Prompt >> Take the lines running from the one that contains "[mark] the hand" through the end of the records, both ends included, and write them out again with "paddle" swapped for "oar" and nothing else changed. Give only those lines.

Rows from a pointing dataset
* * * * * * * * *
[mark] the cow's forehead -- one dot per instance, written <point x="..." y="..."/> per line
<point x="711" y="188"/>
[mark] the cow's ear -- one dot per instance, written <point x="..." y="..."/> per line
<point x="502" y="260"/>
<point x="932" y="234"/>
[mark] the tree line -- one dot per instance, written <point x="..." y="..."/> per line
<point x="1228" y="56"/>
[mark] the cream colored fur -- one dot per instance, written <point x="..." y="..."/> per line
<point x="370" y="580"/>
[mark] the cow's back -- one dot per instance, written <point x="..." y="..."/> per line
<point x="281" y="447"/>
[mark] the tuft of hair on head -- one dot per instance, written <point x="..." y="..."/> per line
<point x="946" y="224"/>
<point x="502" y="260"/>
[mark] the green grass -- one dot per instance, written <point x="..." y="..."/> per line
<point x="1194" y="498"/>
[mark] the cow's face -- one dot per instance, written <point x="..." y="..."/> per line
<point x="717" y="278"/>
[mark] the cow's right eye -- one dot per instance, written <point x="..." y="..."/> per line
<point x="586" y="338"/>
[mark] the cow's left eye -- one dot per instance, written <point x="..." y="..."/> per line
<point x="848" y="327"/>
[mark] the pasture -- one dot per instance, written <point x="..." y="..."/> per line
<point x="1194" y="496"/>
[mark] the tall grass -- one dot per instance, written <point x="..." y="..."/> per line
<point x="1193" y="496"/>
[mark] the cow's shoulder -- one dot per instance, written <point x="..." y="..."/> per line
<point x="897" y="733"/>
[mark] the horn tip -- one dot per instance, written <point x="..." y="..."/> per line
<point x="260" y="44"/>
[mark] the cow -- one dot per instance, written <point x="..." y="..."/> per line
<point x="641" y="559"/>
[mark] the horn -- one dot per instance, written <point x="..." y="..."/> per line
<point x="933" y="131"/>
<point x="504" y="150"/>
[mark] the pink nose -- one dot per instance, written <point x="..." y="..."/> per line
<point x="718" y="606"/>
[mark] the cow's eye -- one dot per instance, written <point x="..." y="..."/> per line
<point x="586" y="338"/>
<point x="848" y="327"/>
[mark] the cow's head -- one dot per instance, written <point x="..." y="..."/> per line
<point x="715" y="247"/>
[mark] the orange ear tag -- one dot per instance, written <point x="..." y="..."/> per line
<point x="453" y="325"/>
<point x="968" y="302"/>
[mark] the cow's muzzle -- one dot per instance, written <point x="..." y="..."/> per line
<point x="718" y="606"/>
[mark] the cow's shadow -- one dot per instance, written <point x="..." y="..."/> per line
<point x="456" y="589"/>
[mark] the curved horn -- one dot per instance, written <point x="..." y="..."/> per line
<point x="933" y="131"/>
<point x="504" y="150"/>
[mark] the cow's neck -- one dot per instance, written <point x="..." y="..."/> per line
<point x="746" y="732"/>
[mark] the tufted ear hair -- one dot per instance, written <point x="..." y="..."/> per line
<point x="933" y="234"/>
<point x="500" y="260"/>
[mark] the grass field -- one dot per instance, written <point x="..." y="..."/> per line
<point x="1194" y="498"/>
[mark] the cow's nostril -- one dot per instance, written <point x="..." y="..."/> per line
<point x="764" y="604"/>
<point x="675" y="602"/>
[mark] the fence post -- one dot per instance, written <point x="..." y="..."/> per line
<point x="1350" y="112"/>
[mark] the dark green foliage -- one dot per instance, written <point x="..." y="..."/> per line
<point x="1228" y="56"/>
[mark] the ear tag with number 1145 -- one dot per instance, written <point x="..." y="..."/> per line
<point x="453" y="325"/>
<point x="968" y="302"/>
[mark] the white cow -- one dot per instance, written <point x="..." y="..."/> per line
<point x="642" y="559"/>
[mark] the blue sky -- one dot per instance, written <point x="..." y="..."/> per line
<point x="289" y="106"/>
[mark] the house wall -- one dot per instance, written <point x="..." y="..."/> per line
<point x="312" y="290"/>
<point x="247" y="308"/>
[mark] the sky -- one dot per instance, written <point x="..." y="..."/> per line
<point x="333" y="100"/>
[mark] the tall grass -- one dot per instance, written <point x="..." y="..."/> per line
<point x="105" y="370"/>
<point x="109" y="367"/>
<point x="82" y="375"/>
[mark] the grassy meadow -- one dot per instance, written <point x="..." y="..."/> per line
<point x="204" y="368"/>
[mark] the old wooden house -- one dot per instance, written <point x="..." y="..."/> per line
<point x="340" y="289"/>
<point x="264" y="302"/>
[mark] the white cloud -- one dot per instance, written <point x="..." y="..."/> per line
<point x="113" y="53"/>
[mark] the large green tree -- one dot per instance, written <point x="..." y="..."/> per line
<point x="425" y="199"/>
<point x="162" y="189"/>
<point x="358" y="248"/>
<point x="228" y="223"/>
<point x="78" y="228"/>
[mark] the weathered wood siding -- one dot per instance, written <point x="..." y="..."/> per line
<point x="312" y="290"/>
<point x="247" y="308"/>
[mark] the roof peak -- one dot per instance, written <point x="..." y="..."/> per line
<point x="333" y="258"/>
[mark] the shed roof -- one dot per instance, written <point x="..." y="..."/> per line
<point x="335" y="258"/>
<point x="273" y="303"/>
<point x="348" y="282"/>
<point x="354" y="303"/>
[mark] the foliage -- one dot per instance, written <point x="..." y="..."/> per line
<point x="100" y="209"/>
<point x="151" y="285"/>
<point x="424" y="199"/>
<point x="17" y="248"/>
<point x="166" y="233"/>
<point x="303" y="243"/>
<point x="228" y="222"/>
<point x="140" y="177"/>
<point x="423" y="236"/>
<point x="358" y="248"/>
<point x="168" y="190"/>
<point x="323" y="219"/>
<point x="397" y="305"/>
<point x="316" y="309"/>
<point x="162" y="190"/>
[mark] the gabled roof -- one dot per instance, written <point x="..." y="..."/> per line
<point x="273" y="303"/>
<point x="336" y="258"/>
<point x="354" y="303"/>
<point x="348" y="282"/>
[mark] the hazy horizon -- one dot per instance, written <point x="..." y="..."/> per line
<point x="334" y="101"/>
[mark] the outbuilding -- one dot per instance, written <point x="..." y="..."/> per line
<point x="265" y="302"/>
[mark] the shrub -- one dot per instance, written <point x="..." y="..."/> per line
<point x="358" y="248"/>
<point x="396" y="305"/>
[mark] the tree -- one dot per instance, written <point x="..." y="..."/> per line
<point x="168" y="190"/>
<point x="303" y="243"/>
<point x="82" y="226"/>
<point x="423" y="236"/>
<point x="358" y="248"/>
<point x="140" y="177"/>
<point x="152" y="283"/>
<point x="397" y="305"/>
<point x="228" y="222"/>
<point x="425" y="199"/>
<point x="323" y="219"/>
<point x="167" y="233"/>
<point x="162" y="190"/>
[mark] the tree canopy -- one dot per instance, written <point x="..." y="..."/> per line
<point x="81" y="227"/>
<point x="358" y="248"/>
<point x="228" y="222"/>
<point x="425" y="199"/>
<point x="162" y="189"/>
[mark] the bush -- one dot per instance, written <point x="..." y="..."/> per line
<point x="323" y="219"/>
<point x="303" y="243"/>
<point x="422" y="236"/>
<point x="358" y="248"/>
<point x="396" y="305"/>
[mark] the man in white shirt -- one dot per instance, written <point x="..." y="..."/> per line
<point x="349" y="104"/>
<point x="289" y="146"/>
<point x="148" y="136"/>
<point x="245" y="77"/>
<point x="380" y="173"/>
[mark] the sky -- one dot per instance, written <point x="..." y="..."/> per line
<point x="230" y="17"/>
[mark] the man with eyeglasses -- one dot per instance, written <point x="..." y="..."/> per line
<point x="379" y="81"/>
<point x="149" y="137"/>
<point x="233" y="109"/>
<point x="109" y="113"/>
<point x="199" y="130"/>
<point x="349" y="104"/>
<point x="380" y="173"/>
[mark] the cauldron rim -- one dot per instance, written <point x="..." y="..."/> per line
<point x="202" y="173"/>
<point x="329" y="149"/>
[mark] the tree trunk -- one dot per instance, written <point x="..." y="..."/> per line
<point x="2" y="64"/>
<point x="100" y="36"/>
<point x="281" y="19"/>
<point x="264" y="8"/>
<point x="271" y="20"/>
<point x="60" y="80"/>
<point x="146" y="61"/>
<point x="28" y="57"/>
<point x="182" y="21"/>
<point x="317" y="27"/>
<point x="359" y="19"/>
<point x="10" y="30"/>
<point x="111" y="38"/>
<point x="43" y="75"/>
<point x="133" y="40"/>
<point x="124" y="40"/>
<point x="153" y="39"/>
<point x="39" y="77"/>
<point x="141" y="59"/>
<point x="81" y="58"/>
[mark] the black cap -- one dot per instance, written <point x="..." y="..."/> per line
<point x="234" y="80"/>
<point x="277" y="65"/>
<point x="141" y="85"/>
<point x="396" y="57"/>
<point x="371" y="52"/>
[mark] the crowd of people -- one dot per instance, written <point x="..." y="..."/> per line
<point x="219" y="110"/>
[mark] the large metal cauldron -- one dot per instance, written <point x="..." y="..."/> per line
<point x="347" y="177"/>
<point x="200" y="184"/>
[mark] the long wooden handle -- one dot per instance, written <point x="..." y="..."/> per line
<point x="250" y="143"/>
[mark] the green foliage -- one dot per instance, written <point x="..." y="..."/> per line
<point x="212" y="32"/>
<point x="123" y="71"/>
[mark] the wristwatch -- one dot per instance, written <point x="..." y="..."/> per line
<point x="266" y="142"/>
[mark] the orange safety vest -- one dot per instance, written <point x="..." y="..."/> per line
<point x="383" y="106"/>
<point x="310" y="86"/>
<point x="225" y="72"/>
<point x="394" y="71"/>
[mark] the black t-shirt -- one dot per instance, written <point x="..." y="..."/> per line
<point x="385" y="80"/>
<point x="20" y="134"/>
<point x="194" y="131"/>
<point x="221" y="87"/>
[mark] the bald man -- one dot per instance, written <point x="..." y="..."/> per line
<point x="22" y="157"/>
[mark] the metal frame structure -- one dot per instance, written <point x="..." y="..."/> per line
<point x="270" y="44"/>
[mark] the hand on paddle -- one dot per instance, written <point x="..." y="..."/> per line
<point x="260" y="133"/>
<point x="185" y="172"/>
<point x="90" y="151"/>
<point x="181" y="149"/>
* * * * * * * * *
Written solution >>
[mark] the hand on oar -- one dot per instance, written <point x="..." y="..."/> per line
<point x="260" y="133"/>
<point x="185" y="172"/>
<point x="90" y="151"/>
<point x="181" y="149"/>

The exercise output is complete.